- **MATERIAL FOR THIS TASK**:
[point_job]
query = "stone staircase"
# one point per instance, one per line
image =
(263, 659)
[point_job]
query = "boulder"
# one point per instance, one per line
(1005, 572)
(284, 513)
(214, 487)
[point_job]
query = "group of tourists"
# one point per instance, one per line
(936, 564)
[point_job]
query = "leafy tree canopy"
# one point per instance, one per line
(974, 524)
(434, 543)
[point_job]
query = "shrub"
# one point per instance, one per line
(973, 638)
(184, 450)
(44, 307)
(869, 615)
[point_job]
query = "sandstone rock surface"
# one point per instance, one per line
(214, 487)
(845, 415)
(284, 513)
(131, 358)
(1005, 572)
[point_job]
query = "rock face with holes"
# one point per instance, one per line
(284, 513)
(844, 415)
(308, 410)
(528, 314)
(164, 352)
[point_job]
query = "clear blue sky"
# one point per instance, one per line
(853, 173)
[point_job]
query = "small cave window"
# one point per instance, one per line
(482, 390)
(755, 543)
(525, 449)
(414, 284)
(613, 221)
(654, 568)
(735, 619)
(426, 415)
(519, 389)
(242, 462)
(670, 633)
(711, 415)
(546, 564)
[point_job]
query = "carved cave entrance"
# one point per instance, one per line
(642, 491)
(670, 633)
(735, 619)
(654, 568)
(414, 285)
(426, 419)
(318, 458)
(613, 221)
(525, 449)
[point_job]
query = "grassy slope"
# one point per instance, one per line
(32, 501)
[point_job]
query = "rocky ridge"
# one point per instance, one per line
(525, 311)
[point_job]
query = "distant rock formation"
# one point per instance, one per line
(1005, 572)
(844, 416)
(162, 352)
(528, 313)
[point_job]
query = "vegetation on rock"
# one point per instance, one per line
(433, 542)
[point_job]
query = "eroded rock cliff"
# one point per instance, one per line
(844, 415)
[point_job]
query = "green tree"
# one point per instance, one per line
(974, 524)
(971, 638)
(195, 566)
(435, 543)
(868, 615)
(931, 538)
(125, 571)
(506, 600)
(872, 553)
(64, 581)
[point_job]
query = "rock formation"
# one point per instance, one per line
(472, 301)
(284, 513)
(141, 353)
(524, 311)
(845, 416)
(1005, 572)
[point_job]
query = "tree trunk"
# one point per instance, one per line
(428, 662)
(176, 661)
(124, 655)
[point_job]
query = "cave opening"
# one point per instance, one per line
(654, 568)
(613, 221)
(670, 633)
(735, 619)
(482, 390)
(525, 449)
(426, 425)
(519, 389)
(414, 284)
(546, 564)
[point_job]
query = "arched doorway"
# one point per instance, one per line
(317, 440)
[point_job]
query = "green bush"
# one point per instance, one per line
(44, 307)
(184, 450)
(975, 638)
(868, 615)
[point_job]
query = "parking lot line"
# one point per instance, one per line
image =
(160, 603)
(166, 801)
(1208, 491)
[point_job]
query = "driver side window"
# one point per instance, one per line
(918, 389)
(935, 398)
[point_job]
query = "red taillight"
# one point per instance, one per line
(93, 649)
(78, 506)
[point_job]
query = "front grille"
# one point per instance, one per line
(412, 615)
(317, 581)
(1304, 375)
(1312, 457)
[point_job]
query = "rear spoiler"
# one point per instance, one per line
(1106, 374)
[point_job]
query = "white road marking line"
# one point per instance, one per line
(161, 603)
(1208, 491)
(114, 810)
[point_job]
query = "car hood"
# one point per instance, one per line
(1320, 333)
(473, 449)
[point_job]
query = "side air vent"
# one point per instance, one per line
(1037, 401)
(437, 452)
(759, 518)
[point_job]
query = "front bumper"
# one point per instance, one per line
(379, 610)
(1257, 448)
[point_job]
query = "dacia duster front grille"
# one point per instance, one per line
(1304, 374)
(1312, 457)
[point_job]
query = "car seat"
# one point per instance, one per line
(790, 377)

- **AIM OF THE EXERCISE**:
Return every line of the items above that contains the word "formation".

- **RESULT FOR THIS TASK**:
query = "distant rock formation"
query = "rock formation"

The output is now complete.